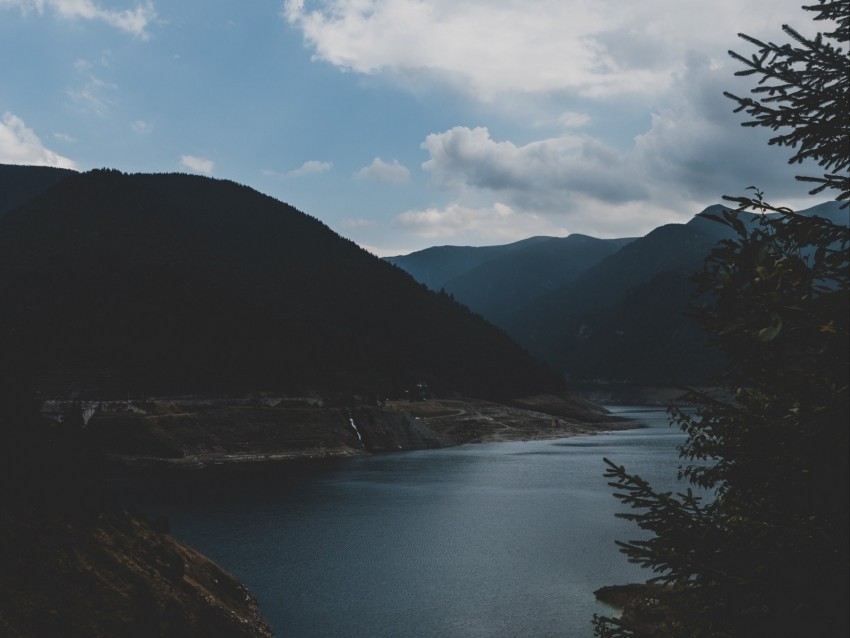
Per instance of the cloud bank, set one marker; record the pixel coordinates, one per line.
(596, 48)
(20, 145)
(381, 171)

--

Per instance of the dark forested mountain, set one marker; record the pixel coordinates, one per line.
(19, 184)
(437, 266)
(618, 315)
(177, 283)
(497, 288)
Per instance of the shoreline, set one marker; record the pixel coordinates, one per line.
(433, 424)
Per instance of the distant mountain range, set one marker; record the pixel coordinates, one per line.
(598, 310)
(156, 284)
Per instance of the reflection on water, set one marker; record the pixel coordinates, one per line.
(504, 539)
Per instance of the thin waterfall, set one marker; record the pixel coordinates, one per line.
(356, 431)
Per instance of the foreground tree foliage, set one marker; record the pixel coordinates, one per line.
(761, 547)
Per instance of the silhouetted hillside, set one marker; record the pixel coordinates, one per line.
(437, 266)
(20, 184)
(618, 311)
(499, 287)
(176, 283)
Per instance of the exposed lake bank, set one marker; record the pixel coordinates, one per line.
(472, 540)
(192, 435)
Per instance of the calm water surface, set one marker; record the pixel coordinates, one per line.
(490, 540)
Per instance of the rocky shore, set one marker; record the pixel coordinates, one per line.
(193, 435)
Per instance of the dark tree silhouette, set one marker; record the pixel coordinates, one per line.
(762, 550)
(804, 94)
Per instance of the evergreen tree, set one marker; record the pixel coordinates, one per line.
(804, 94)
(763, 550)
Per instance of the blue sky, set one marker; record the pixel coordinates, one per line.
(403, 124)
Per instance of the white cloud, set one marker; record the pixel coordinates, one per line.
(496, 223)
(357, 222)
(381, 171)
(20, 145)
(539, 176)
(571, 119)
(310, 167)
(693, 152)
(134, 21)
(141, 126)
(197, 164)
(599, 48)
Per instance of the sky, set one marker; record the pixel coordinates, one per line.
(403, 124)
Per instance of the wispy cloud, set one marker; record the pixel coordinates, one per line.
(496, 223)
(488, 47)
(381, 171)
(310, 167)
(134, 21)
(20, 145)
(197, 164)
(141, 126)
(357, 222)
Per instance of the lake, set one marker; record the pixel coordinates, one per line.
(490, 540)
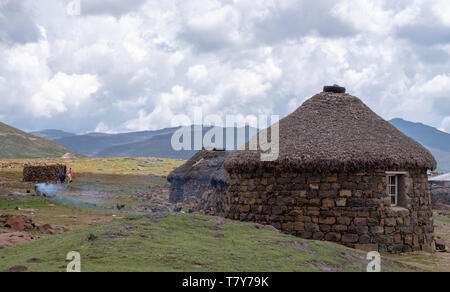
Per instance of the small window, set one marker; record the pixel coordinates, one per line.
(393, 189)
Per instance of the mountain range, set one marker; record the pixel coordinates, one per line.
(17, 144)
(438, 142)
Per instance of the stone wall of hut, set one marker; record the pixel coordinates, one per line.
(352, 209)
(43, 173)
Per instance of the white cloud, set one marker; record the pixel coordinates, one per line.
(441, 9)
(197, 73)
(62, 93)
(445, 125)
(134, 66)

◆ What to do ◆
Return each line of the listing above that contains the word "range".

◆ Response ◆
Per instance of the distant mountain range, set one marker; record the pixel coordinates, one per line.
Per instance of the mountain range, set one marker; record the pixel coordinates, one per line.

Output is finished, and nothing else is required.